• Registros do conjunto de dados:
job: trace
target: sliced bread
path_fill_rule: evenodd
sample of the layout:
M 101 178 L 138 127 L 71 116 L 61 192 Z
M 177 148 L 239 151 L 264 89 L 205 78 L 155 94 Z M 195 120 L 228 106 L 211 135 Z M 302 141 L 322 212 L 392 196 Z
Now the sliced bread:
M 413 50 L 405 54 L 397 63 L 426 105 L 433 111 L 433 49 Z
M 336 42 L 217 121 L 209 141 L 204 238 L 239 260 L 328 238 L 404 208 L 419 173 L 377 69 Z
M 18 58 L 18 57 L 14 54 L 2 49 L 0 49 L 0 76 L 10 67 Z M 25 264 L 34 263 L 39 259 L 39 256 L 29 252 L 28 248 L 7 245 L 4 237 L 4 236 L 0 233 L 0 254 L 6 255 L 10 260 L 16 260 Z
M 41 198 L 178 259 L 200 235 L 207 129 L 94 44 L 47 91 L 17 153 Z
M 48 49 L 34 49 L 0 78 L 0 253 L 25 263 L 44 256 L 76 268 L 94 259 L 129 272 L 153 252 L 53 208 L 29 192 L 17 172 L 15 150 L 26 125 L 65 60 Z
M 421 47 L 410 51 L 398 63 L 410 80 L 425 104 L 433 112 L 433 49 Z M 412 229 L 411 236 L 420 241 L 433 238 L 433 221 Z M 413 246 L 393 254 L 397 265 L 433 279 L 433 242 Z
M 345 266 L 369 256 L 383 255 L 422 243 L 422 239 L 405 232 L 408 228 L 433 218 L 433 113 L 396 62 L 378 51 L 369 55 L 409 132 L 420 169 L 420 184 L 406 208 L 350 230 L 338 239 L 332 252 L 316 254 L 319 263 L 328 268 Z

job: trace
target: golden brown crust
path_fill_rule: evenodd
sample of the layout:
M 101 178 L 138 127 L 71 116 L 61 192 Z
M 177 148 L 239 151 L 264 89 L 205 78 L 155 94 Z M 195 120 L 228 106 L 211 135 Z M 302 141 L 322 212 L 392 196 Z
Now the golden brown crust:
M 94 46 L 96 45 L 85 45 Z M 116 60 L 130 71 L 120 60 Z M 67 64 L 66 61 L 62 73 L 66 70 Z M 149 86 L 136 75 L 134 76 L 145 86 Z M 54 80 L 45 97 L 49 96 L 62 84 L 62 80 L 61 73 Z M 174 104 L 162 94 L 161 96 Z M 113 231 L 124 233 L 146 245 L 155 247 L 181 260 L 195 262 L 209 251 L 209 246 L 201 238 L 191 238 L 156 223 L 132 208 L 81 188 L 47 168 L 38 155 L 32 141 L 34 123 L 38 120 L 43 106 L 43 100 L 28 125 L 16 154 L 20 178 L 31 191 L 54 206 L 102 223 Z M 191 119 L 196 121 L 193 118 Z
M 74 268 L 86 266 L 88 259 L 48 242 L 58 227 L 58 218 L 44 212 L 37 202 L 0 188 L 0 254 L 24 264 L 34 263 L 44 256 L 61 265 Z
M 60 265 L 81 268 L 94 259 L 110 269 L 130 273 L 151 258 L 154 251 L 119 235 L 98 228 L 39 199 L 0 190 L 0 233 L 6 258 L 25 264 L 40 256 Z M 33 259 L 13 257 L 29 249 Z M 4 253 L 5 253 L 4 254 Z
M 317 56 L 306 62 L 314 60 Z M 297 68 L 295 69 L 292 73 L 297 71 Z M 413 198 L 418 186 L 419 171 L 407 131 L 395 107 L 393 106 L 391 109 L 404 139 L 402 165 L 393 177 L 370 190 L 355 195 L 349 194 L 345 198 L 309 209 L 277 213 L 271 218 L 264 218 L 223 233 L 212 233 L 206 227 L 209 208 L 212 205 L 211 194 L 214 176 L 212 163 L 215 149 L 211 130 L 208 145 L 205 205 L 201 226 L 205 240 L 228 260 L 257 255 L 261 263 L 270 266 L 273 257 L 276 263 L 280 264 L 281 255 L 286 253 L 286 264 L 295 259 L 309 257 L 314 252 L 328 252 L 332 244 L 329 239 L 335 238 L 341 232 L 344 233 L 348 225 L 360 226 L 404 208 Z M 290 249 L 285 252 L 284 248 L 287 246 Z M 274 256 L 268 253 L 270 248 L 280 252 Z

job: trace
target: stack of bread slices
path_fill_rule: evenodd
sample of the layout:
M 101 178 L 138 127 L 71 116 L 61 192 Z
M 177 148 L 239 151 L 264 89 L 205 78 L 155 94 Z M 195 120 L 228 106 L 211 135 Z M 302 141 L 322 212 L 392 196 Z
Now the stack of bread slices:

• Exercício escrito: Apresente todas as linhas dos registros acima como uma lista JSON de strings, uma string para cada linha, deixando de fora as linhas em branco.

• Resultado do exercício:
[
  "job: trace",
  "target: sliced bread",
  "path_fill_rule: evenodd",
  "sample of the layout:",
  "M 101 178 L 138 127 L 71 116 L 61 192 Z",
  "M 177 148 L 239 151 L 264 89 L 205 78 L 155 94 Z M 195 120 L 228 106 L 211 135 Z M 302 141 L 322 212 L 392 196 Z",
  "Now the sliced bread:",
  "M 413 50 L 405 54 L 397 63 L 426 105 L 433 111 L 433 49 Z",
  "M 336 42 L 217 121 L 209 141 L 204 238 L 239 260 L 328 238 L 404 208 L 419 173 L 377 69 Z",
  "M 18 58 L 18 57 L 14 54 L 2 49 L 0 49 L 0 76 L 10 67 Z M 25 264 L 34 263 L 39 259 L 39 256 L 29 252 L 28 248 L 7 245 L 4 237 L 4 236 L 0 233 L 0 254 L 6 255 L 10 260 L 16 260 Z",
  "M 41 198 L 178 259 L 200 235 L 207 129 L 94 44 L 47 91 L 17 153 Z",
  "M 48 49 L 34 49 L 0 78 L 0 253 L 25 263 L 44 256 L 76 268 L 94 259 L 129 272 L 153 252 L 53 208 L 29 192 L 17 172 L 15 150 L 26 125 L 65 60 Z",
  "M 421 47 L 410 51 L 398 63 L 410 80 L 425 104 L 433 112 L 433 49 Z M 412 229 L 411 236 L 420 241 L 433 238 L 433 221 Z M 413 246 L 393 254 L 397 265 L 433 279 L 433 242 Z",
  "M 345 266 L 369 256 L 383 255 L 422 243 L 422 239 L 405 232 L 408 228 L 433 218 L 433 113 L 396 62 L 378 51 L 369 55 L 409 132 L 420 169 L 420 184 L 406 208 L 350 230 L 338 239 L 332 252 L 316 254 L 319 263 L 328 268 Z",
  "job: trace",
  "target: golden brown crust",
  "path_fill_rule: evenodd",
  "sample of the layout:",
  "M 101 178 L 138 127 L 71 116 L 61 192 Z",
  "M 177 148 L 239 151 L 264 89 L 205 78 L 155 94 Z M 195 120 L 228 106 L 211 135 Z M 302 141 L 322 212 L 392 196 Z",
  "Now the golden brown crust:",
  "M 94 46 L 96 45 L 85 45 Z M 116 60 L 130 71 L 120 60 Z M 67 64 L 66 61 L 62 73 L 66 70 Z M 149 86 L 136 75 L 134 76 L 145 86 Z M 54 80 L 45 97 L 49 96 L 62 84 L 62 80 L 61 73 Z M 174 104 L 162 94 L 161 96 Z M 113 231 L 124 233 L 146 245 L 155 247 L 181 260 L 195 262 L 209 251 L 209 246 L 201 238 L 191 238 L 156 223 L 132 208 L 81 188 L 47 168 L 38 155 L 32 141 L 34 123 L 38 120 L 43 106 L 43 100 L 28 125 L 16 154 L 20 178 L 31 191 L 54 206 L 102 223 Z M 191 119 L 196 121 L 193 118 Z",
  "M 74 268 L 86 266 L 88 259 L 48 242 L 58 227 L 58 218 L 44 212 L 37 202 L 0 188 L 0 254 L 24 264 L 34 263 L 44 256 L 61 265 Z",
  "M 60 265 L 81 268 L 94 259 L 110 269 L 130 273 L 151 258 L 154 251 L 119 235 L 98 228 L 39 199 L 0 190 L 0 233 L 6 258 L 25 264 L 40 256 Z M 33 259 L 13 257 L 29 249 Z M 4 253 L 5 253 L 4 254 Z",
  "M 317 56 L 306 62 L 314 60 Z M 297 68 L 295 69 L 292 73 L 297 71 Z M 413 198 L 418 186 L 419 171 L 407 131 L 395 107 L 393 106 L 391 109 L 404 139 L 402 165 L 393 177 L 370 190 L 355 195 L 349 194 L 345 198 L 309 209 L 277 213 L 271 218 L 264 218 L 223 233 L 212 233 L 206 227 L 209 208 L 212 205 L 211 194 L 214 176 L 212 163 L 215 149 L 211 130 L 208 145 L 205 205 L 201 226 L 205 240 L 228 260 L 257 255 L 261 263 L 270 266 L 273 257 L 276 263 L 280 264 L 281 255 L 286 253 L 286 264 L 295 259 L 309 257 L 314 252 L 328 252 L 332 244 L 329 239 L 335 238 L 341 232 L 344 233 L 348 225 L 360 226 L 404 208 Z M 290 249 L 285 252 L 284 248 L 287 246 Z M 274 256 L 268 253 L 270 248 L 280 252 Z",
  "job: trace",
  "target: stack of bread slices",
  "path_fill_rule: evenodd",
  "sample of the layout:",
  "M 101 178 L 138 127 L 71 116 L 61 192 Z",
  "M 177 148 L 239 151 L 264 89 L 205 78 L 155 94 Z M 195 120 L 228 106 L 211 135 Z M 302 141 L 322 212 L 392 196 Z",
  "Now the stack of bread slices:"
]